Saved data entries:
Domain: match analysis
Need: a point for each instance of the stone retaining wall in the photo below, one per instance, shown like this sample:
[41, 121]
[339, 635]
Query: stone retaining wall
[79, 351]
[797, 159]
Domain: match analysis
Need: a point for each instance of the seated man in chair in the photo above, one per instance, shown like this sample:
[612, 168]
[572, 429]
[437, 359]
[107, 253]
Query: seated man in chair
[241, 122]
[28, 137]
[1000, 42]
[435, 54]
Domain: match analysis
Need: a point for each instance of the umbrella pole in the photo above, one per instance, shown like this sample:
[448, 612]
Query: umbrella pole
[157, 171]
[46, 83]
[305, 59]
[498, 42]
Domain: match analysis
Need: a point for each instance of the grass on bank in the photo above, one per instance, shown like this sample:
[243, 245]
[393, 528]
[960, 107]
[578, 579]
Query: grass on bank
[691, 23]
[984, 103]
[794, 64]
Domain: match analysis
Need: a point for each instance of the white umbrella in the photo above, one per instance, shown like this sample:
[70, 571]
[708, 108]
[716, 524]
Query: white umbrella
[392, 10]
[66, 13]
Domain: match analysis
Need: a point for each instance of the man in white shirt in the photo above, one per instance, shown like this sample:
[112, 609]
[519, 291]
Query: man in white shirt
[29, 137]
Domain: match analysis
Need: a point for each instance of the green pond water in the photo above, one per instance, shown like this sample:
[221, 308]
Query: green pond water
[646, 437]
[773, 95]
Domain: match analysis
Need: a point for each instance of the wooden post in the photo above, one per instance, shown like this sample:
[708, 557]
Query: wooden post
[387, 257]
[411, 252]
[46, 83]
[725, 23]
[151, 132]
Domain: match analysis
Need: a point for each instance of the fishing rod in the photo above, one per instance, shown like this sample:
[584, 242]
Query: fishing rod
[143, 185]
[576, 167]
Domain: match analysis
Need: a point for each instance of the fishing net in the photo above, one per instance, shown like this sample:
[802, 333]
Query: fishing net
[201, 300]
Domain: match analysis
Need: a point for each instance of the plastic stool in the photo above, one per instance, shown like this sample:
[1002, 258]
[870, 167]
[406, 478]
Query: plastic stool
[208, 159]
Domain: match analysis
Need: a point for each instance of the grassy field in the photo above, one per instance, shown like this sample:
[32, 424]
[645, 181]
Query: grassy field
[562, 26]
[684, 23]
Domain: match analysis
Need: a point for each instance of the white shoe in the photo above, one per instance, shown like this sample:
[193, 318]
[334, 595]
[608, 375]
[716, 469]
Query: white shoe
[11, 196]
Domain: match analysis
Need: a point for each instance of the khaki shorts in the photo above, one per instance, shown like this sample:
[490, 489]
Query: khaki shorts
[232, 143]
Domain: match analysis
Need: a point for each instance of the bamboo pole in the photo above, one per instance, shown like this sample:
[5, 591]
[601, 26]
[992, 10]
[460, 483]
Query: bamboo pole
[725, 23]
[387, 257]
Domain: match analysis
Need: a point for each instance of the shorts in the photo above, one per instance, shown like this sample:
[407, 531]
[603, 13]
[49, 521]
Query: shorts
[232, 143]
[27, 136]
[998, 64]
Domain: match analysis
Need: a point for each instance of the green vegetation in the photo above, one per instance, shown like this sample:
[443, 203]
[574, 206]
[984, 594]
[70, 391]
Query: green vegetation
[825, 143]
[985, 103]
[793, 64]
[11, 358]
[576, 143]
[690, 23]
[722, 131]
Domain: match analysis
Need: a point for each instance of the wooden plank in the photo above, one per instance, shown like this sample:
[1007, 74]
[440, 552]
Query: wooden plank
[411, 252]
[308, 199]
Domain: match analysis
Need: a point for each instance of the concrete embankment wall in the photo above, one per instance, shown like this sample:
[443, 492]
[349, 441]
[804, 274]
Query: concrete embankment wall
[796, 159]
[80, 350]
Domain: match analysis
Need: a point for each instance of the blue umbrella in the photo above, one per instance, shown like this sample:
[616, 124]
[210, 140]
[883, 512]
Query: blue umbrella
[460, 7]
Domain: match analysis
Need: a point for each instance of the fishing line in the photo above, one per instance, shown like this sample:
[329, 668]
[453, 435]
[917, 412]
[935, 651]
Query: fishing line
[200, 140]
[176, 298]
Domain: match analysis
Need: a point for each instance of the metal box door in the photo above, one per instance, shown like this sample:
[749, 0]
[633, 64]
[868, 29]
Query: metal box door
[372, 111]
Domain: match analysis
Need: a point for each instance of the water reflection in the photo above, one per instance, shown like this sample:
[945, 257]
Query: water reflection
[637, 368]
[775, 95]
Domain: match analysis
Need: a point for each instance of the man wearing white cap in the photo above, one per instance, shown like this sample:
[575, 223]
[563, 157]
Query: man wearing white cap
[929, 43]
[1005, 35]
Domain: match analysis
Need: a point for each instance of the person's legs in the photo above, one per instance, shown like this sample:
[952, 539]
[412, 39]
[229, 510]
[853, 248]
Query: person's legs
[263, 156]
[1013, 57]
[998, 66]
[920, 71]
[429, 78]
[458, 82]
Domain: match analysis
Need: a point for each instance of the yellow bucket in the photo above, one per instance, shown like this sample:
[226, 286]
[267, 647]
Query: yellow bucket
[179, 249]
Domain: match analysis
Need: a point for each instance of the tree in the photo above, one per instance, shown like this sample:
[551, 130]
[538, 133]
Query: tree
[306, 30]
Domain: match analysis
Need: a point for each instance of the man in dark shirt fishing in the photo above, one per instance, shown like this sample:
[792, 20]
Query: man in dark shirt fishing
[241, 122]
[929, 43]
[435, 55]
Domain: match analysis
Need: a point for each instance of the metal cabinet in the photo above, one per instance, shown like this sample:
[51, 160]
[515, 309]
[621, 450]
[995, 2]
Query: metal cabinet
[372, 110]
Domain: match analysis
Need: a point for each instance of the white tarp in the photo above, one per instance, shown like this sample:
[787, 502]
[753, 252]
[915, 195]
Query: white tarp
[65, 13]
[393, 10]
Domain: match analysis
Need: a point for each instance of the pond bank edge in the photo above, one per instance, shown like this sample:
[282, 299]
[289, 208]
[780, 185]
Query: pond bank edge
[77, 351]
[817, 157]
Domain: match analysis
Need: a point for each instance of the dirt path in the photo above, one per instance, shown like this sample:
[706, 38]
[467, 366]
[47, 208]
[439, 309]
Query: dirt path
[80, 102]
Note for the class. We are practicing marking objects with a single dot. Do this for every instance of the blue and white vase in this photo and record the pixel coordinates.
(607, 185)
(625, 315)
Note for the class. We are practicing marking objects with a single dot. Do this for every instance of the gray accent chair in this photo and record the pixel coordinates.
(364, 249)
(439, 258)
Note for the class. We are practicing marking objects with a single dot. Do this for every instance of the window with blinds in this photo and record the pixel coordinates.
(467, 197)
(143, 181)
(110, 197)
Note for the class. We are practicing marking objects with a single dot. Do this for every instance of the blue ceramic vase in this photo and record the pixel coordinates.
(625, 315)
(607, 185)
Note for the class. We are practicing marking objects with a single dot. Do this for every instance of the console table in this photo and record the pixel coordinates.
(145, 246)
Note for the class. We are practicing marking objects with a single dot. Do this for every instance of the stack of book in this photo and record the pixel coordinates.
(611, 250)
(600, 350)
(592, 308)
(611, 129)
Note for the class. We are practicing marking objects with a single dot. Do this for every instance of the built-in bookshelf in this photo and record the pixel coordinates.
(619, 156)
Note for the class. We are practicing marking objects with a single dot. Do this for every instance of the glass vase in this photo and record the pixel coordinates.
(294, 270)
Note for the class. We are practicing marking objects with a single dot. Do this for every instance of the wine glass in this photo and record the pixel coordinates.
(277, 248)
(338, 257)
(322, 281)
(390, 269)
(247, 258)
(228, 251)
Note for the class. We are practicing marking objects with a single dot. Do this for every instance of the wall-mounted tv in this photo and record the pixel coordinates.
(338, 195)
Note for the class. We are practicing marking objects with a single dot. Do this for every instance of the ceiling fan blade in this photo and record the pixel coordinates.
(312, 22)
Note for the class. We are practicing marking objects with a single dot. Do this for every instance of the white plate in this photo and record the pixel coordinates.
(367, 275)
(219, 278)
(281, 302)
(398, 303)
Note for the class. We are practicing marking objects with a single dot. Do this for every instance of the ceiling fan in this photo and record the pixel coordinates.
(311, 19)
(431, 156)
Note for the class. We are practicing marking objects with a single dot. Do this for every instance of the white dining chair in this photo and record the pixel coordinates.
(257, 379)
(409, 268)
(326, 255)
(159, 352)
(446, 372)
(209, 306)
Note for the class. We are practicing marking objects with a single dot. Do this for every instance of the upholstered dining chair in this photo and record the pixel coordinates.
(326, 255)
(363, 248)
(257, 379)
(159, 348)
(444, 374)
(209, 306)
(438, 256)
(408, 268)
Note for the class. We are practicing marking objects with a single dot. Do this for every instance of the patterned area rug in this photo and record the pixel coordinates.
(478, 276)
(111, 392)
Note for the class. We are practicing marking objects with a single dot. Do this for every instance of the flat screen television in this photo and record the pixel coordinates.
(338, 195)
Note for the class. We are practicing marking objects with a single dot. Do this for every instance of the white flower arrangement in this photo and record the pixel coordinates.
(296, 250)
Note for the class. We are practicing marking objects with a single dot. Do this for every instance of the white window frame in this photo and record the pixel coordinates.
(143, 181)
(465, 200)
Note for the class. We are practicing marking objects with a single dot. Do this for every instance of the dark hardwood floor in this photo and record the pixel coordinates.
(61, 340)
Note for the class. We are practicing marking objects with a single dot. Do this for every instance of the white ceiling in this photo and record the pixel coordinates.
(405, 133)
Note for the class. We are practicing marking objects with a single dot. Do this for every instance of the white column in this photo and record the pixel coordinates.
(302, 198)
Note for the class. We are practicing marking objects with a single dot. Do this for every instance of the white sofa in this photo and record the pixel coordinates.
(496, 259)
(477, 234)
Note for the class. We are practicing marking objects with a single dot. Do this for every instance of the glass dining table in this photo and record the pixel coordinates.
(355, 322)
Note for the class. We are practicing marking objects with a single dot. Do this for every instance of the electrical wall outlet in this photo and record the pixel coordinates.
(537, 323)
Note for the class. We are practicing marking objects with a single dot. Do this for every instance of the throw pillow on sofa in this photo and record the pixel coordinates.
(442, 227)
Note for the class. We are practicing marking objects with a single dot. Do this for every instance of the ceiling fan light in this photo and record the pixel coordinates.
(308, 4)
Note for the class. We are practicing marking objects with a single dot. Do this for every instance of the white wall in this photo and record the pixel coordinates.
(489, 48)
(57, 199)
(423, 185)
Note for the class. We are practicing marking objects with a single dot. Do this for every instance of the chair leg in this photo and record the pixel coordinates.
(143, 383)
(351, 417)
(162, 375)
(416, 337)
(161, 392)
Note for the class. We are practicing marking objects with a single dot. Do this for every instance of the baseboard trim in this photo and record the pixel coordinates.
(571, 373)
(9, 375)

GIVEN INSTRUCTION
Return the line that contains "the white wall" along with every line after it through the end of the entries, exactly, adding nothing.

WRITTEN RESPONSE
Note for the class. We are practicing marking objects with a single dot. Do this for every instance of the white wall in this photo and record the pixel coordinates.
(489, 48)
(57, 199)
(423, 185)
Note for the class. We are practicing marking objects with a single dot. Do this for every instance of the chair leg in this photo and record the pixel coordinates.
(143, 383)
(351, 417)
(162, 375)
(416, 337)
(161, 392)
Note for the class. We are practicing marking objects with a single dot. Do this for every instance of the baseboard trim in this photo and record the pixel coordinates.
(571, 373)
(9, 375)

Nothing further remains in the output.